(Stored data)
▼▼▼

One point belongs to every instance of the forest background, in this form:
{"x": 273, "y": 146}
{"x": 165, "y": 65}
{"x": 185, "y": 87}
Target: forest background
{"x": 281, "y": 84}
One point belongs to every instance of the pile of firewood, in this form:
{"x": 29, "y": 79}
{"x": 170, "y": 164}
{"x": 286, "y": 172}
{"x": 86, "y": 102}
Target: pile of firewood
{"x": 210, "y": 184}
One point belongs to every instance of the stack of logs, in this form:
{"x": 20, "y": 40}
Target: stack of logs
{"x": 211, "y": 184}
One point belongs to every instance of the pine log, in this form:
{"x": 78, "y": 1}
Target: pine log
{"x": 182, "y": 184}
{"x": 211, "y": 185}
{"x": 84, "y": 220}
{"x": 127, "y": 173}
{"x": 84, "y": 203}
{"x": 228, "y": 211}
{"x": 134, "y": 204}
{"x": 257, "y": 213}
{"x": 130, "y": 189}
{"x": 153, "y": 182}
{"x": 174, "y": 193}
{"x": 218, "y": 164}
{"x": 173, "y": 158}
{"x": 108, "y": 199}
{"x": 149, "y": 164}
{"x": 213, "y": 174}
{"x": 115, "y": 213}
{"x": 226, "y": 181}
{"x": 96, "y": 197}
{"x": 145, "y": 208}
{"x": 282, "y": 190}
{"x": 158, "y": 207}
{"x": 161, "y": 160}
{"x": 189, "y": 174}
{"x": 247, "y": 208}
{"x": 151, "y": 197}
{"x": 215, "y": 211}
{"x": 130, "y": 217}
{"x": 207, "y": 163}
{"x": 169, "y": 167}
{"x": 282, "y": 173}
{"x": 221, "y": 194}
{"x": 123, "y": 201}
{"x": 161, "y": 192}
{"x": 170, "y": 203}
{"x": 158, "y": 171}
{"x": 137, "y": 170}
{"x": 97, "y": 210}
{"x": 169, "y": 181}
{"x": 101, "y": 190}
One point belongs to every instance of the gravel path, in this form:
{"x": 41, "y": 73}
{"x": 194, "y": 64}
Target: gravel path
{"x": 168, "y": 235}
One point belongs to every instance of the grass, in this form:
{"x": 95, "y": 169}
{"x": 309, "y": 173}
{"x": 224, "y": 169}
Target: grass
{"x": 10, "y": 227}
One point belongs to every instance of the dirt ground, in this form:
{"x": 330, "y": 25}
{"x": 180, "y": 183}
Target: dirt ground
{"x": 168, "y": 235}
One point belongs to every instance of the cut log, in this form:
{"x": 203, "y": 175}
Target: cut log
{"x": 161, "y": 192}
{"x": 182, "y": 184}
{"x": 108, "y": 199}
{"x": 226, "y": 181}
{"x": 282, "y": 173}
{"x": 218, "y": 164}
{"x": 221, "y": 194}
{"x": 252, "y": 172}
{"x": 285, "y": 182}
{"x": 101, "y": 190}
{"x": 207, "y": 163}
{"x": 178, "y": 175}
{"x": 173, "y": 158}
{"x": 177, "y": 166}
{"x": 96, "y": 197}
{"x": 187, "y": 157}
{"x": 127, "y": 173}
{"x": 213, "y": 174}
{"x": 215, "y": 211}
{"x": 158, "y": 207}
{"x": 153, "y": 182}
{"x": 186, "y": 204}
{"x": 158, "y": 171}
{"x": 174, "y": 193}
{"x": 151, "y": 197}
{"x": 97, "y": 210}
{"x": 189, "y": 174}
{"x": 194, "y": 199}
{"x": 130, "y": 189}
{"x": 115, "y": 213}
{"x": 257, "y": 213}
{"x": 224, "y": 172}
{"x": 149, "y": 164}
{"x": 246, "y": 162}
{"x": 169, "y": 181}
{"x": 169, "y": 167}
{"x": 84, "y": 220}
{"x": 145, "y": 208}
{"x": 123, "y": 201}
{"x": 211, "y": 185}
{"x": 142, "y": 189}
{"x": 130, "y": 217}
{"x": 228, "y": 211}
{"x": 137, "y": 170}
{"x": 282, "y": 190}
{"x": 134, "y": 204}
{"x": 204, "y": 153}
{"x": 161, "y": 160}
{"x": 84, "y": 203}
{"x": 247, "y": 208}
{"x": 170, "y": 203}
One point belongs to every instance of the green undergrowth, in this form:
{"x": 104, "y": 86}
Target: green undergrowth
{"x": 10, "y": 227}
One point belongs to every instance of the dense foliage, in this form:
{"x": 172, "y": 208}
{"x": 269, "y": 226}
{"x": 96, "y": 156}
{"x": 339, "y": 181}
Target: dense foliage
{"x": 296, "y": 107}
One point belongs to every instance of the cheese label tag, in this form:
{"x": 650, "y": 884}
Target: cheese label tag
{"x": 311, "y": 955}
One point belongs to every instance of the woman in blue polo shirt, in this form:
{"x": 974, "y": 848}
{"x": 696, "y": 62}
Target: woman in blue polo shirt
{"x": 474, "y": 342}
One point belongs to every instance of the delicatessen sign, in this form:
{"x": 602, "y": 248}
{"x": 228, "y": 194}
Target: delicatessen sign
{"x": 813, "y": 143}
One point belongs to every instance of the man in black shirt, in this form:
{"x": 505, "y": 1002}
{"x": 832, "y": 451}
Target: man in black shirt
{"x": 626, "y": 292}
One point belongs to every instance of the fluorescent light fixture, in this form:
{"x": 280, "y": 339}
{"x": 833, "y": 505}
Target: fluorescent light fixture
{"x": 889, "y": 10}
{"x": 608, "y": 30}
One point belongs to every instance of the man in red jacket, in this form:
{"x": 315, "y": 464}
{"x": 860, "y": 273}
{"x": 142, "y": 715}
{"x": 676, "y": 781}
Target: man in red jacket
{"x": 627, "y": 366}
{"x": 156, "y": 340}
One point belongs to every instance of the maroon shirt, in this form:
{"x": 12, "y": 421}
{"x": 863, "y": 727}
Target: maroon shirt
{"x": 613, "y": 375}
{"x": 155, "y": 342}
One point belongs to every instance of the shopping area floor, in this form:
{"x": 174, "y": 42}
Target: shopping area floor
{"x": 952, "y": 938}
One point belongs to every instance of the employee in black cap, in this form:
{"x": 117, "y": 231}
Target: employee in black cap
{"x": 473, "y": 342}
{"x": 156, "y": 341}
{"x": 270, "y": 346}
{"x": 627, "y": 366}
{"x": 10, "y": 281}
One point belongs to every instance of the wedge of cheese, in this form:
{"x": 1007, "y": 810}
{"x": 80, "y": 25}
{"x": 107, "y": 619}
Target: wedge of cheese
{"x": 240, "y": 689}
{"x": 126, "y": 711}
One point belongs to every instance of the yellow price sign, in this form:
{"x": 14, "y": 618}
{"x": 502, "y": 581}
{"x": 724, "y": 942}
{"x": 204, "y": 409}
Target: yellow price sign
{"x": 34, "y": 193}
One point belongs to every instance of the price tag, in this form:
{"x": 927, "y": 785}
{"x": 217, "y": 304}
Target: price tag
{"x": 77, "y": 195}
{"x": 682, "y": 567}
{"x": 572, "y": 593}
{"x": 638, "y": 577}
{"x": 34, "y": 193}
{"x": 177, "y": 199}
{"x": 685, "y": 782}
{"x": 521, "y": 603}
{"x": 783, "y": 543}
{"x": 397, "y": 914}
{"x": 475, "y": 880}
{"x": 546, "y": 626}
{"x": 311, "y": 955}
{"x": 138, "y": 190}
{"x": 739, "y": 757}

▲▲▲
▼▼▼

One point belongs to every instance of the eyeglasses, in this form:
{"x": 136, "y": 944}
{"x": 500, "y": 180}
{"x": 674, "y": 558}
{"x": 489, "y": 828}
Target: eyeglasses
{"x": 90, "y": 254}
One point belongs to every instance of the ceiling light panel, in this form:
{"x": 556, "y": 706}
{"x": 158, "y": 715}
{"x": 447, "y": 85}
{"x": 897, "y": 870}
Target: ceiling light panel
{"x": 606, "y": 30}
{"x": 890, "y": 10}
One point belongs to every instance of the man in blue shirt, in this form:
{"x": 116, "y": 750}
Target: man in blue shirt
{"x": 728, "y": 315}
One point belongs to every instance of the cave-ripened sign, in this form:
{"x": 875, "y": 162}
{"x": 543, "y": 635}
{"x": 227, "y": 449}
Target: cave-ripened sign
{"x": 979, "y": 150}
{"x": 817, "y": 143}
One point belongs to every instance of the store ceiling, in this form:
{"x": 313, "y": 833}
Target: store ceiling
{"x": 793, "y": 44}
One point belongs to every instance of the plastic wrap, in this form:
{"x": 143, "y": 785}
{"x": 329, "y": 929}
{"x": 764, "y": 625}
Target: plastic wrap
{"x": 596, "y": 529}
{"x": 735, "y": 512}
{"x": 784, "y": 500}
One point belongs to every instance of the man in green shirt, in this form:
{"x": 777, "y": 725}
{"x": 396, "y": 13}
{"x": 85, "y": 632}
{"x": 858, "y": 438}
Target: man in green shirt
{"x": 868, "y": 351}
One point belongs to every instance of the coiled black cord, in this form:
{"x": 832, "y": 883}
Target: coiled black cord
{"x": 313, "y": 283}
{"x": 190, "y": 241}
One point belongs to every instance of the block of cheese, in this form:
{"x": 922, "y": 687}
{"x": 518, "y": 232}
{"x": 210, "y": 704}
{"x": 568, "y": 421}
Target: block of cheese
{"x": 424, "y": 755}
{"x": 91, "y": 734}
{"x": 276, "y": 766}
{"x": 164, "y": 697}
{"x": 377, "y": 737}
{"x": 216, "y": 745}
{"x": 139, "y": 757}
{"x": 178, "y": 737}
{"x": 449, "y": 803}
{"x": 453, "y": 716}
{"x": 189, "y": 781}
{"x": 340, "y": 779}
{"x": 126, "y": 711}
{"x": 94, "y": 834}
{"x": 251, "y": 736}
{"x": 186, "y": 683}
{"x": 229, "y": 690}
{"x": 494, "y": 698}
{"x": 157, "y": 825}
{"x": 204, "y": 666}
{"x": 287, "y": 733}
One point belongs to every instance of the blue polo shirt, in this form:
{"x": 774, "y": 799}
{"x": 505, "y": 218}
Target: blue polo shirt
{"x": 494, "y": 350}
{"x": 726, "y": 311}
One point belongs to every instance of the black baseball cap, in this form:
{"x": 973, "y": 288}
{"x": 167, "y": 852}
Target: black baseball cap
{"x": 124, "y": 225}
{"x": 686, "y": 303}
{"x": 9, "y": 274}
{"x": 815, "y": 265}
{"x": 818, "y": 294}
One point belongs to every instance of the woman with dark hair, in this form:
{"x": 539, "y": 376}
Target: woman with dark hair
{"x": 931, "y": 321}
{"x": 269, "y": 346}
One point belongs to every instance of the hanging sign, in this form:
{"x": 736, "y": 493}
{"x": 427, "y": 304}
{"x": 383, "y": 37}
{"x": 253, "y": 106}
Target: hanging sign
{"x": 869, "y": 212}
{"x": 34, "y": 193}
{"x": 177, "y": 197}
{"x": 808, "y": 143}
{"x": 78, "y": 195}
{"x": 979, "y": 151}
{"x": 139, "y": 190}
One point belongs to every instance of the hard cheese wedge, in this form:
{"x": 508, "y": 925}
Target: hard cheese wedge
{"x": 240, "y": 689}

▲▲▲
▼▼▼

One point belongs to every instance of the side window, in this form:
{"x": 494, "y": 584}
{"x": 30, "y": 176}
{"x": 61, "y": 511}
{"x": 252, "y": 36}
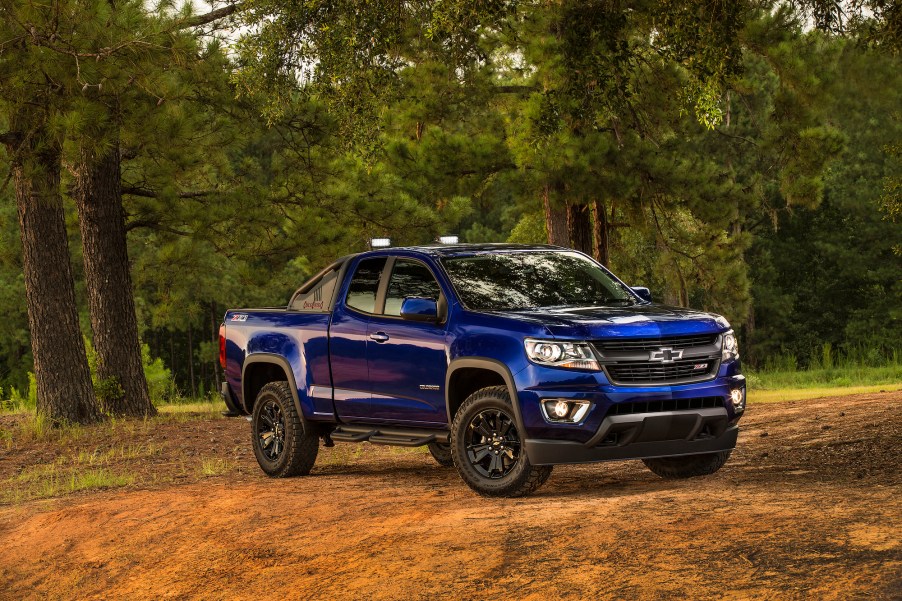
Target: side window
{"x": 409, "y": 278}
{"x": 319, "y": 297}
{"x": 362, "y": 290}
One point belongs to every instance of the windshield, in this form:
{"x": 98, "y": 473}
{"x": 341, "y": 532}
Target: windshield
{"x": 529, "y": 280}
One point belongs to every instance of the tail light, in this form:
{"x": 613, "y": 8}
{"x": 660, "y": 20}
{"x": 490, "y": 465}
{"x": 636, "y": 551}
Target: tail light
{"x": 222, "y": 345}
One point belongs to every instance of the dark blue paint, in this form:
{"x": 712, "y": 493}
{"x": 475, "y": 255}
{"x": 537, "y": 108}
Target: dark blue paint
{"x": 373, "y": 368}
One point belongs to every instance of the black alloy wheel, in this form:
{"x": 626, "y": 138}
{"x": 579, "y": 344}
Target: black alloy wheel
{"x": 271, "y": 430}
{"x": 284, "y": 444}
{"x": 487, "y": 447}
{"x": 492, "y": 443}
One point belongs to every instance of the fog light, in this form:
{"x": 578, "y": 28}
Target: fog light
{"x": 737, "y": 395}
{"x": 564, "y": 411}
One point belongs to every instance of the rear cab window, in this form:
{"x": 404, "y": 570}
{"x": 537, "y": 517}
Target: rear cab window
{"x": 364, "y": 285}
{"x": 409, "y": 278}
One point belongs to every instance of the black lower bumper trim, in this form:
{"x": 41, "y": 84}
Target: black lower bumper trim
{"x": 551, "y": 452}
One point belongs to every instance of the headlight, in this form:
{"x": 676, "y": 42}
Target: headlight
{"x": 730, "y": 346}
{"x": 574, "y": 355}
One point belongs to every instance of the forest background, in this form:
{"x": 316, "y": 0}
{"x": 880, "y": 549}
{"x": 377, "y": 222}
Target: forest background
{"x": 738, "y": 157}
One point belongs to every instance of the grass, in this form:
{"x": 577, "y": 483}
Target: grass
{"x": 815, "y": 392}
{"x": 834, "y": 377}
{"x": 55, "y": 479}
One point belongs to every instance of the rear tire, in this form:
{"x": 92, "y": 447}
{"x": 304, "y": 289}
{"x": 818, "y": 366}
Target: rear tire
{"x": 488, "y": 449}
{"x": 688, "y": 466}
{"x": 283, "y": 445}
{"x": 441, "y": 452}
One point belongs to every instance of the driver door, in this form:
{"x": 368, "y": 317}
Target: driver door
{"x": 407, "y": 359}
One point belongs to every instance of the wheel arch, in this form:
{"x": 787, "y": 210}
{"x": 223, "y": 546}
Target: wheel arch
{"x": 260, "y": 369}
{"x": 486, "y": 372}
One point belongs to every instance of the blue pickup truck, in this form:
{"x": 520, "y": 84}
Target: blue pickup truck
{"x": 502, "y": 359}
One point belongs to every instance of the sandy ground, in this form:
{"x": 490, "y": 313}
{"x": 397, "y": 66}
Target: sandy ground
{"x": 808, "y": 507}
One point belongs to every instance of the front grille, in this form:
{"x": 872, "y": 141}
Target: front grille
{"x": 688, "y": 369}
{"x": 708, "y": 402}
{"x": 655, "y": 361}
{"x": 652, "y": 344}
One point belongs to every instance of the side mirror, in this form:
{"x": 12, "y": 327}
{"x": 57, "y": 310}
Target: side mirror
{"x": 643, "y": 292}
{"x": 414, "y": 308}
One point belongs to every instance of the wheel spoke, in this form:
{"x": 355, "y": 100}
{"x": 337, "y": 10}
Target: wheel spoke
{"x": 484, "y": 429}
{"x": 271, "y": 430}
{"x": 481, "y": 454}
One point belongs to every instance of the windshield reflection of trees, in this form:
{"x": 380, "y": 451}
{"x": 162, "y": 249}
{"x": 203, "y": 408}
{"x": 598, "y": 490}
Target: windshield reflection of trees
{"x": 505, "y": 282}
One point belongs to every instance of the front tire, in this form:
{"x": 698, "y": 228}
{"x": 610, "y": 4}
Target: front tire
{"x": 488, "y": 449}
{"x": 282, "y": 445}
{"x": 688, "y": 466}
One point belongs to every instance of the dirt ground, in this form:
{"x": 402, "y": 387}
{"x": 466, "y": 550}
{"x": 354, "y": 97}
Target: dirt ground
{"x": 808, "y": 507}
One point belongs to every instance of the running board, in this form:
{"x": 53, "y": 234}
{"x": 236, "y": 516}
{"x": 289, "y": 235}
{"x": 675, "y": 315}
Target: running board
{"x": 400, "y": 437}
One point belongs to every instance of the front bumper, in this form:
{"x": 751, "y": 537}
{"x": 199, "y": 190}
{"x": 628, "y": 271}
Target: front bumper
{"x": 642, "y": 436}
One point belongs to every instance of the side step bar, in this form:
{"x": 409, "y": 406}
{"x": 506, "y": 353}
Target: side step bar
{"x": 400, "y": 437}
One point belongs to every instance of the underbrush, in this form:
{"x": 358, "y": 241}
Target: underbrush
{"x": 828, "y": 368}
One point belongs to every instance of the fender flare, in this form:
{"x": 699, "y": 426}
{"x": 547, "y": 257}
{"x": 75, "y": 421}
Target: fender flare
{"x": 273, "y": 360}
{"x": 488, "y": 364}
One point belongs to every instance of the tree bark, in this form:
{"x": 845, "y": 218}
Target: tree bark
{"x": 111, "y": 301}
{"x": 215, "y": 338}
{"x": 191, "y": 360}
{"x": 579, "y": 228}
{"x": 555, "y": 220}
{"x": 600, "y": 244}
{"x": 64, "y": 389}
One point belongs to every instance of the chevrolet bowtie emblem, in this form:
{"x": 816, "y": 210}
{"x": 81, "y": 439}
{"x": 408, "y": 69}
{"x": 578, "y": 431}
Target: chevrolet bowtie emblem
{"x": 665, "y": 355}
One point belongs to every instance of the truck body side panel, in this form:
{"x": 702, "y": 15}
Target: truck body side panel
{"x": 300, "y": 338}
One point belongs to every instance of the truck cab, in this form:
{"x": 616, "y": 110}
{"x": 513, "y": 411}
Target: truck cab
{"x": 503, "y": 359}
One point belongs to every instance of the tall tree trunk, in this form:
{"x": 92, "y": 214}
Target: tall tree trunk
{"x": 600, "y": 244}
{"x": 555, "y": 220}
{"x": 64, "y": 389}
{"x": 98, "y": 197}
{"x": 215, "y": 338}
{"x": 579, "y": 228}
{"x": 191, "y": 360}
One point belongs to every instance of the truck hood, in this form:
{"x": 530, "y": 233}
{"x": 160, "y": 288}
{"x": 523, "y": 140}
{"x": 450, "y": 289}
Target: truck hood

▲▲▲

Please go line by line through the records above, copying each one that holds the string "hood".

# THE ANSWER
One point belongs to every instance of the truck hood, in this form:
Target: truck hood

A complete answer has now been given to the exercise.